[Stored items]
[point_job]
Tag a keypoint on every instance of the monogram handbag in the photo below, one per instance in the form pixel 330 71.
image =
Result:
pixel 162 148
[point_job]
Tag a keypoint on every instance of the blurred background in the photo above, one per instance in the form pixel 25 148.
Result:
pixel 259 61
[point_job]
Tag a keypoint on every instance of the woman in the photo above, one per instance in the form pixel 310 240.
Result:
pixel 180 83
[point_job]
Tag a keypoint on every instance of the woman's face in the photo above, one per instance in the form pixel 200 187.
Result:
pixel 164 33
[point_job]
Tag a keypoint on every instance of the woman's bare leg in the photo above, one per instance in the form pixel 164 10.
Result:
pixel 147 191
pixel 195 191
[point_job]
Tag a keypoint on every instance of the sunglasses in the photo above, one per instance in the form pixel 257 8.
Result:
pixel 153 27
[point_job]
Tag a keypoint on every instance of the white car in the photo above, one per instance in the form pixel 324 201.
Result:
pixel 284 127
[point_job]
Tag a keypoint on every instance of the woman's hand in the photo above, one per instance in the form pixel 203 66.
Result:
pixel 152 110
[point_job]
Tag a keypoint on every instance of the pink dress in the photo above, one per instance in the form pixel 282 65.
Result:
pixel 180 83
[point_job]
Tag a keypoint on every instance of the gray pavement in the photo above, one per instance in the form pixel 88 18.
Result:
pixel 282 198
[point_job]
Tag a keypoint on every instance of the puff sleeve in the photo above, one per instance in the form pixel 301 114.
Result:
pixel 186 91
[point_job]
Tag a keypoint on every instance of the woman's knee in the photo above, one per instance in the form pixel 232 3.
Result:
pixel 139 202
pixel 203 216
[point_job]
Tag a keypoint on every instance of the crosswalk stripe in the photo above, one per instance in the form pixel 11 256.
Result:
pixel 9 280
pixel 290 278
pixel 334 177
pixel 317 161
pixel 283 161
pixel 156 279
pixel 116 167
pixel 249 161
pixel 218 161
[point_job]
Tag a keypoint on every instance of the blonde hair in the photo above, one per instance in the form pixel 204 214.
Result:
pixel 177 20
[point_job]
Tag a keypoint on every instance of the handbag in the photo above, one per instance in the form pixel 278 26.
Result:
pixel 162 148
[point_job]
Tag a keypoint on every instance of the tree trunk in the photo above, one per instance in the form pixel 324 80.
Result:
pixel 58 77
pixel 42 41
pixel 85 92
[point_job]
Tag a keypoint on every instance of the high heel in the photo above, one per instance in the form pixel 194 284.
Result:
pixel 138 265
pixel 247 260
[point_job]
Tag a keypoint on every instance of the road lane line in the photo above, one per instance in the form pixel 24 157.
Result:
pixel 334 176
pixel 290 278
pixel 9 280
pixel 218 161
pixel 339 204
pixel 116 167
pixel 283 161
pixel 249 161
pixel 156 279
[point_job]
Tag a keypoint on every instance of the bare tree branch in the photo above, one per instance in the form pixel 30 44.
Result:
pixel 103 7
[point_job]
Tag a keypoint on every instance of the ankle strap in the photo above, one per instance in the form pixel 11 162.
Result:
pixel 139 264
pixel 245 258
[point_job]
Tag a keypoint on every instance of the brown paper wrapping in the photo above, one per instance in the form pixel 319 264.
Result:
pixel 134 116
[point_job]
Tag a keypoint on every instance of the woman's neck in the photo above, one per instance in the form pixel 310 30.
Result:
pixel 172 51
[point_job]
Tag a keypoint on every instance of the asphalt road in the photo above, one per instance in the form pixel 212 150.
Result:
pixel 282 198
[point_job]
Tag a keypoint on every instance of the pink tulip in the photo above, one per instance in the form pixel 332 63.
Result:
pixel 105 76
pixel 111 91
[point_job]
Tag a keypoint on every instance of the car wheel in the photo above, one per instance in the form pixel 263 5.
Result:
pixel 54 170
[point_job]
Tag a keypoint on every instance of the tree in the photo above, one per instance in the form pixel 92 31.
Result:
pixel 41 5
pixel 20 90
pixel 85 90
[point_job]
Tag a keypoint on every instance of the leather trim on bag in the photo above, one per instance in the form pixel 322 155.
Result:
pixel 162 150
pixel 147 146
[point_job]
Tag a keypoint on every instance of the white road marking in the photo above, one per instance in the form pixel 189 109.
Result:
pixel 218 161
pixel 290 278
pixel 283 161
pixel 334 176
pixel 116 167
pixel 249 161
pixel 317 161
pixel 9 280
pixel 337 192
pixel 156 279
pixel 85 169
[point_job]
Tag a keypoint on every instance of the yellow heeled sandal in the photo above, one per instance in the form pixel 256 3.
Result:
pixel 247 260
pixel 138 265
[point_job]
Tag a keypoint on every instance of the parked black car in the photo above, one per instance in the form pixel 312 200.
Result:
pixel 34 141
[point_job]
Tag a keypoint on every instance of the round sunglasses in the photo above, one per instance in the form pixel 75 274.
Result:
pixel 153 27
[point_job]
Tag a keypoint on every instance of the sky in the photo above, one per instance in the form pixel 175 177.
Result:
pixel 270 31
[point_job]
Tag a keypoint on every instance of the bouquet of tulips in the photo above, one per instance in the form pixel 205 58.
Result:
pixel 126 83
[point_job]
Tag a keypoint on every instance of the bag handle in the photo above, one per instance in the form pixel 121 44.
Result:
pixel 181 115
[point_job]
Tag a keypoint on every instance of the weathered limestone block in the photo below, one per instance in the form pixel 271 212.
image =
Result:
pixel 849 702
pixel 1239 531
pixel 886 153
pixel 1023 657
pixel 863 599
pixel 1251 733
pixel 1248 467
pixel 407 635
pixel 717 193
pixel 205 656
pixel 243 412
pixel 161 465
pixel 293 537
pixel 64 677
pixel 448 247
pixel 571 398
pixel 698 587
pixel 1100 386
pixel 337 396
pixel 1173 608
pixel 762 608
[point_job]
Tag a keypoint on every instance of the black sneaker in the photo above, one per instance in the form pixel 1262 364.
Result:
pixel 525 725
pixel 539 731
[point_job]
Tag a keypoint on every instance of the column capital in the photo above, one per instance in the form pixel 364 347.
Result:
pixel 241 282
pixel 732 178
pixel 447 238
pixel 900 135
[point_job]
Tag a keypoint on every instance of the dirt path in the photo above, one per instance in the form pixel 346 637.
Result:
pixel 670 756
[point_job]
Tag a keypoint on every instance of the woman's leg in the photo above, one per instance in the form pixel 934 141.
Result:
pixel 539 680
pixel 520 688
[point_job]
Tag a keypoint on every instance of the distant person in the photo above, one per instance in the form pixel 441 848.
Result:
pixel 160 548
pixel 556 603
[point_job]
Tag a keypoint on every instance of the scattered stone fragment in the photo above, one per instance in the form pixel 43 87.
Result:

WHAT YOU HAVE TO DO.
The answer should be all lines from the entries above that hold the word "black".

SOLUTION TO THE EXERCISE.
Tag a keypoint on every instance of the parked black car in the photo above, one per instance in the form pixel 312 200.
Tag a keypoint on every instance of the black sneaker in the photo above, one per instance in the form pixel 1262 364.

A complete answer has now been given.